* [What is expected]
Put the entries from the line with "Spot the white sheer" up to and including the line with "Spot the dark closet" into a JSON list of strings, with one string per line and no blank lines.

[Dataset excerpt]
** Start **

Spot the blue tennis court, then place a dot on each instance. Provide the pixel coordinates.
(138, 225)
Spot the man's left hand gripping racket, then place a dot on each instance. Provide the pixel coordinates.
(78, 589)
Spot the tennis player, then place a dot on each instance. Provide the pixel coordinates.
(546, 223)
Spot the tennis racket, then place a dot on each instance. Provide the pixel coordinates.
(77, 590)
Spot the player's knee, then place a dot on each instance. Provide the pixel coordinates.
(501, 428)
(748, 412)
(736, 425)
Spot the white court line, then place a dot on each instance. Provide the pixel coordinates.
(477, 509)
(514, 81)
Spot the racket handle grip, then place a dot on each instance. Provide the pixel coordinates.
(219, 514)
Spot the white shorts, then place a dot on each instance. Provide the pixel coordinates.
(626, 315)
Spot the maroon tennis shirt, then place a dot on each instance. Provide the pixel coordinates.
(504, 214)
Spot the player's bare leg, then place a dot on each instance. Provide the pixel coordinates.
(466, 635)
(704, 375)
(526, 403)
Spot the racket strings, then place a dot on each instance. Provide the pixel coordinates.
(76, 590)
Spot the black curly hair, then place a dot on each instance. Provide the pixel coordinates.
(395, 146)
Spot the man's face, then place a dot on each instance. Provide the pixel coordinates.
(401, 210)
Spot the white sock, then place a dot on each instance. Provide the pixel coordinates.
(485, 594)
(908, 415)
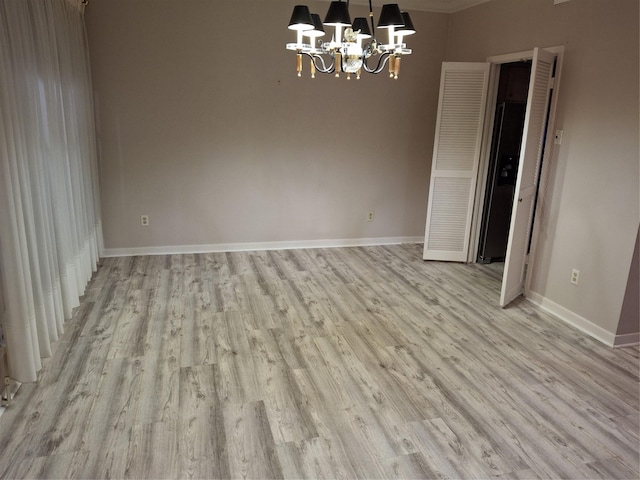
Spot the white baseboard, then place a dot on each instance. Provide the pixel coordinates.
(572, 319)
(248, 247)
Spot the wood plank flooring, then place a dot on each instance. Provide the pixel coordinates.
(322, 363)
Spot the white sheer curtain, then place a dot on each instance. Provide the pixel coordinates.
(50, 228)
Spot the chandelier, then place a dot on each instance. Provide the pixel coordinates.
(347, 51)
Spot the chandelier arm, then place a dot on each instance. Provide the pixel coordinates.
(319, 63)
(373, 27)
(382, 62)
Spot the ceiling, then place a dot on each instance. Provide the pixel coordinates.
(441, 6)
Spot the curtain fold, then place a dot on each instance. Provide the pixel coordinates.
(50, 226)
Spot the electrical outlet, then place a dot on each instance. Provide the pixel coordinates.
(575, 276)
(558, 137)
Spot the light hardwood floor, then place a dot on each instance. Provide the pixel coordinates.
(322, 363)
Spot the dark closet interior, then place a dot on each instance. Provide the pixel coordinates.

** End **
** Start **

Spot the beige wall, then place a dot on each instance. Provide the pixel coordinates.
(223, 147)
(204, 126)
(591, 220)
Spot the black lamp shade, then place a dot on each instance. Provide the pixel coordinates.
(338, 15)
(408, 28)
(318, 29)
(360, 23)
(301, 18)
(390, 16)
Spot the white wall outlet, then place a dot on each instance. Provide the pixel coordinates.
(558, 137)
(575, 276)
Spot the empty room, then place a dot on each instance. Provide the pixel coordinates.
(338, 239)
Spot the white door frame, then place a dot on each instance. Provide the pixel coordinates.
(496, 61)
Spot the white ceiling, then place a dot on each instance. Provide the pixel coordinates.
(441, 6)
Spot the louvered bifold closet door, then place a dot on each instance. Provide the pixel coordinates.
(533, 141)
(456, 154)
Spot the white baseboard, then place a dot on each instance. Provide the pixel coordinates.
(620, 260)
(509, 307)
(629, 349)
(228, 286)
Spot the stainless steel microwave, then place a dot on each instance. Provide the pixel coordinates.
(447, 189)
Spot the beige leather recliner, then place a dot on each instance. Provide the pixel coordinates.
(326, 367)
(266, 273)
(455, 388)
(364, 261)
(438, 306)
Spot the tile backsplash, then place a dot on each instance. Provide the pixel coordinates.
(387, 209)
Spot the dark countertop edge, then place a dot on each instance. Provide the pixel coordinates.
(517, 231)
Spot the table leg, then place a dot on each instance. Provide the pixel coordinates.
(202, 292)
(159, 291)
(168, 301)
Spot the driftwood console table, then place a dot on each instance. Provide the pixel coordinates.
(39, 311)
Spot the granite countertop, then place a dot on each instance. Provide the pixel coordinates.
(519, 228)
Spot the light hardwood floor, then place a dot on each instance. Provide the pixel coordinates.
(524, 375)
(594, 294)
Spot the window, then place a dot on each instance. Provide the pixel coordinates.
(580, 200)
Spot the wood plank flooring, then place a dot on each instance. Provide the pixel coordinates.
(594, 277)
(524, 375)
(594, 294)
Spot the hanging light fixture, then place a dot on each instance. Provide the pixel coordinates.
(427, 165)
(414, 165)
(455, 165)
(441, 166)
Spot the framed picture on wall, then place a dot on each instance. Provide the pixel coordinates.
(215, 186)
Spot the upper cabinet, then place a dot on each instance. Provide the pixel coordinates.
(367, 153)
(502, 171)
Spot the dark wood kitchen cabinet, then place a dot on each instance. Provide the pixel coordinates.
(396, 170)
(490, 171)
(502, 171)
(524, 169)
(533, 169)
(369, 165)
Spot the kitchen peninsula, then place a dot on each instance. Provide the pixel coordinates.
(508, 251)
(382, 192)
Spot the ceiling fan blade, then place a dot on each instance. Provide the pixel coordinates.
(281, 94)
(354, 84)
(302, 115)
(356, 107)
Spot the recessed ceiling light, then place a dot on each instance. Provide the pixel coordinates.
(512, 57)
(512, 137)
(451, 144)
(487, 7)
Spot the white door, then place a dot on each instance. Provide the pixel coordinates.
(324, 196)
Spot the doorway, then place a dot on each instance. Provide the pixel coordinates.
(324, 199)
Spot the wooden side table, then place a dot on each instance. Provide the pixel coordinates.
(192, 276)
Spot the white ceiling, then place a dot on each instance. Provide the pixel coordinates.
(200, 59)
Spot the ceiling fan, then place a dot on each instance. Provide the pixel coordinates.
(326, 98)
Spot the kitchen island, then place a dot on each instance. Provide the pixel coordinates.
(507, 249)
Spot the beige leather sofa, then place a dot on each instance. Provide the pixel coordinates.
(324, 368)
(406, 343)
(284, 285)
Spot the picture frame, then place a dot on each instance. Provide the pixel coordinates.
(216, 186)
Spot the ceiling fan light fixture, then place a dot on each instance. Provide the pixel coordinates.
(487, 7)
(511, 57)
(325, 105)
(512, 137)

** End **
** Start **

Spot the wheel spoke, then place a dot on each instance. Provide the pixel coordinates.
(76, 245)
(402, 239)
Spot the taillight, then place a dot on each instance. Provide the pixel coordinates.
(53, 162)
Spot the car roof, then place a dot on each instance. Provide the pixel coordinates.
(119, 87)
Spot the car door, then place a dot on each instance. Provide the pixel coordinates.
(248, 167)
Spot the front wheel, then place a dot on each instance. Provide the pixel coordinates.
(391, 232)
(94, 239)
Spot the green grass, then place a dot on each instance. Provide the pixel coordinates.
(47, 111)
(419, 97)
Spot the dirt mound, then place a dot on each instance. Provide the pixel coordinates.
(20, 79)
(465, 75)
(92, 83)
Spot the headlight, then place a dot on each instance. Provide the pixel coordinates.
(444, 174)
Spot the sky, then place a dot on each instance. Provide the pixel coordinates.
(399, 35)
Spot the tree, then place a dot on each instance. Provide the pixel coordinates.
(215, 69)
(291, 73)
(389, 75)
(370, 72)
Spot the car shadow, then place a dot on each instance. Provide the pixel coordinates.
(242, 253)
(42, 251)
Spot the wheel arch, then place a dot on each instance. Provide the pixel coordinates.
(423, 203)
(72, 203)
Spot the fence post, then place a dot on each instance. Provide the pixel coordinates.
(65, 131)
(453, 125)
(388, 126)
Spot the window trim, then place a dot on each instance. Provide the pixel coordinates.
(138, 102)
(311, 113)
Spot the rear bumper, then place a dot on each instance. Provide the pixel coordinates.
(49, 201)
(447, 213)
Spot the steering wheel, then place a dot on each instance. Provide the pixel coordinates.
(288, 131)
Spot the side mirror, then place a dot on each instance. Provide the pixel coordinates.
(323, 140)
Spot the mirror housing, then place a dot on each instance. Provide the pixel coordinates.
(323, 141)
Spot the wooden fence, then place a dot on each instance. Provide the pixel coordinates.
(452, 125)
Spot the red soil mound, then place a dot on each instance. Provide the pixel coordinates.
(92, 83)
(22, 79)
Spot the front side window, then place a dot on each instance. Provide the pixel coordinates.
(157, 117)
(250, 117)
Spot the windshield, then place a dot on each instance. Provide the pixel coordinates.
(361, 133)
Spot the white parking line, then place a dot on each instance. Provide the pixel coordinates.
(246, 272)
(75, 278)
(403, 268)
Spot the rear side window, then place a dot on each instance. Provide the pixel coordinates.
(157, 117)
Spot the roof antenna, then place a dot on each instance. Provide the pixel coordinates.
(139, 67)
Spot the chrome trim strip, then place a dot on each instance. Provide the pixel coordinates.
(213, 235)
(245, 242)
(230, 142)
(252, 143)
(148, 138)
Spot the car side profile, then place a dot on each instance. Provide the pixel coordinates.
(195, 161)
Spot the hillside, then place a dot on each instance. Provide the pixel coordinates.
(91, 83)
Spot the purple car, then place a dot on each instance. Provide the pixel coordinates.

** End **

* [Output of the task]
[
  "Spot the white sheer curtain, then place a dot on each instance. Provide the pixel coordinates.",
  "(50, 228)",
  "Spot the chandelier, then place a dot on each instance. Provide the pixel coordinates.",
  "(347, 51)",
  "Spot the chandelier arm, then place a dot on each instance. Provide the pixel coordinates.",
  "(319, 63)",
  "(373, 27)",
  "(382, 62)",
  "Spot the ceiling, then place a dot on each instance. Provide the pixel coordinates.",
  "(441, 6)",
  "Spot the curtain fold, then place a dot on each instance. Provide the pixel coordinates.",
  "(50, 226)",
  "Spot the electrical outlet, then place a dot on each instance. Provide the pixel coordinates.",
  "(575, 276)",
  "(558, 137)",
  "Spot the light hardwood floor, then place a dot on each instance. Provide the pixel coordinates.",
  "(322, 363)",
  "Spot the dark closet interior, then place a dot on each instance. Provide the pixel coordinates."
]